● **PASSAGE**:
--------

Single by Daft Punk

from the album Homework
- B-side: "Rollin' and Scratchin'" (Soma); "Musique" (Virgin);
- Released: 8 May 1995
- Genre: Acid house; big beat; dance;
- Length: 5:29 (album version); 3:50 (long edit); 2:41 (short edit);
- Label: Soma; Virgin;
- Songwriters: Thomas Bangalter; Guy-Manuel de Homem-Christo;
- Producer: Daft Punk

Daft Punk singles chronology
| "The New Wave" (1994) | "Da Funk" (1995) | "Indo Silver Club" (1996) |

Audio sample
- "Da Funk"file; help;

Music video
- "Da Funk" on YouTube

= Da Funk =

1995 single by Daft Punk

"Da Funk" is an instrumental track by French electronic music duo Daft Punk, initially released as a 12-inch single in May 1995 by Soma and Virgin Records and later included on their debut album, Homework (1997). Prior to its inclusion on the album, "Da Funk" received little attention and was limited to 2,000 copies. The song and its accompanying music video directed by Spike Jonze are considered classics of 1990s house music. It went on to sell 30,000 copies in 1997. A reversed clip of the song was also released on Homework as "Funk Ad", which is the final track on the album.

--------

● **DATASET ROWS**:
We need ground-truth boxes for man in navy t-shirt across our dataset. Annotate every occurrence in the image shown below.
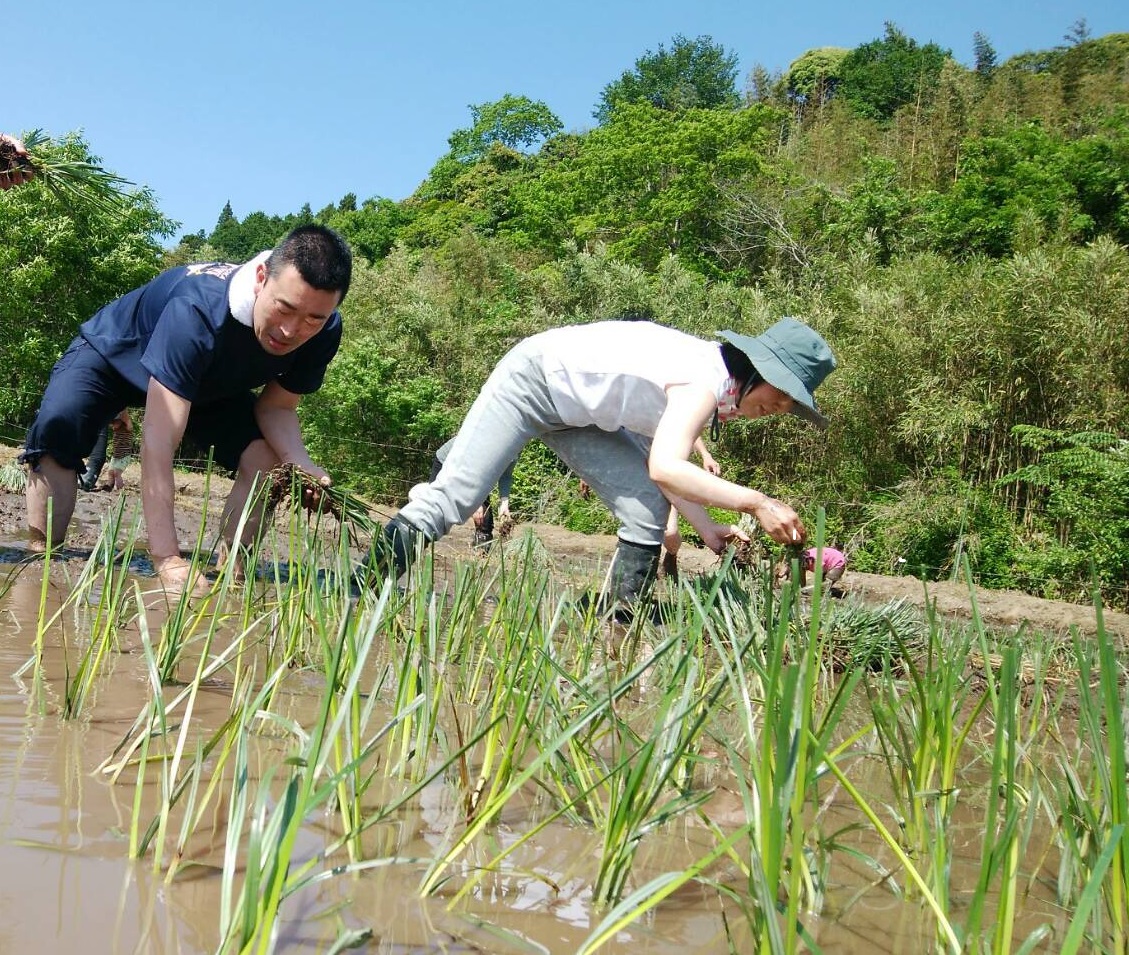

--------

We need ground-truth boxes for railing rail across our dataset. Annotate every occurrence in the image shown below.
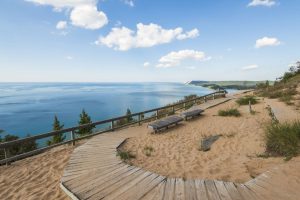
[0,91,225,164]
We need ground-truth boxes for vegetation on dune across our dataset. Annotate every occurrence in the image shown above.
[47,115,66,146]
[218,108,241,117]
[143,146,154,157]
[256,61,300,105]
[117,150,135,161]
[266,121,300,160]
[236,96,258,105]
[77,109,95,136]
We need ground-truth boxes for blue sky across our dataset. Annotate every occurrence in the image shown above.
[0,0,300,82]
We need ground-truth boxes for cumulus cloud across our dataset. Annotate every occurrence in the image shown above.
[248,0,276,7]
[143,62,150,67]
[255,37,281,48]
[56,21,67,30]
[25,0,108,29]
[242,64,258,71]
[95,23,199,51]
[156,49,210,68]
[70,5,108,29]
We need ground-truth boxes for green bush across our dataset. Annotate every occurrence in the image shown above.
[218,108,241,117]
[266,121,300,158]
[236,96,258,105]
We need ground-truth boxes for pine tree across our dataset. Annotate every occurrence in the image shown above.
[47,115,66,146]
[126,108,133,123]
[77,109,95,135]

--------

● **STATED PROBLEM A**:
Reproduce word for word everything in the "Da Funk" article from "1995 single by" down to "on the album.".
● **STATED PROBLEM B**:
List every genre that the "Da Funk" article assigns to the single.
● **STATED PROBLEM C**:
Pick up the "Da Funk" article after its final sentence and continue it.

● **REPLY A**:
1995 single by Daft Punk

"Da Funk" is an instrumental track by French electronic music duo Daft Punk, initially released as a 12-inch single in May 1995 by Soma and Virgin Records and later included on their debut album, Homework (1997). Prior to its inclusion on the album, "Da Funk" received little attention and was limited to 2,000 copies. The song and its accompanying music video directed by Spike Jonze are considered classics of 1990s house music. It went on to sell 30,000 copies in 1997. A reversed clip of the song was also released on Homework as "Funk Ad", which is the final track on the album.

● **REPLY B**:
Acid house, big beat, dance

● **REPLY C**:
Daft Punk produced "Da Funk" after listening to American G-funk records: the bass was composed using a Roland TB-303 synthesizer. A siren was originally going to be the riff before later being replaced to reflect the style the duo were going for. They wanted to make a song in the style similar to that of gangsta rap and electro. Bangalter also stated that the song's melody is meant to be reminiscent of Italian producer and composer Giorgio Moroder. The song received acclaim from music critics and has been listed as one of the greatest dance songs of all time by Rolling Stone.

==Background==
"Da Funk" was initially released as a 12-inch single on 8 May 1995 under the Soma Quality Recordings label, with the B-side "Rollin' & Scratchin'". The pressing was limited to 2,000 copies and was "virtually ignored" according to a Muzik magazine feature at the time. The single received a boost in popularity when the Chemical Brothers incorporated it into their live shows. Subsequently, the British duo's song "Life Is Sweet" was remixed by Daft Punk for a single release in August 1995. The track also received early support from veteran BBC Radio 1 DJ Annie Nightingale.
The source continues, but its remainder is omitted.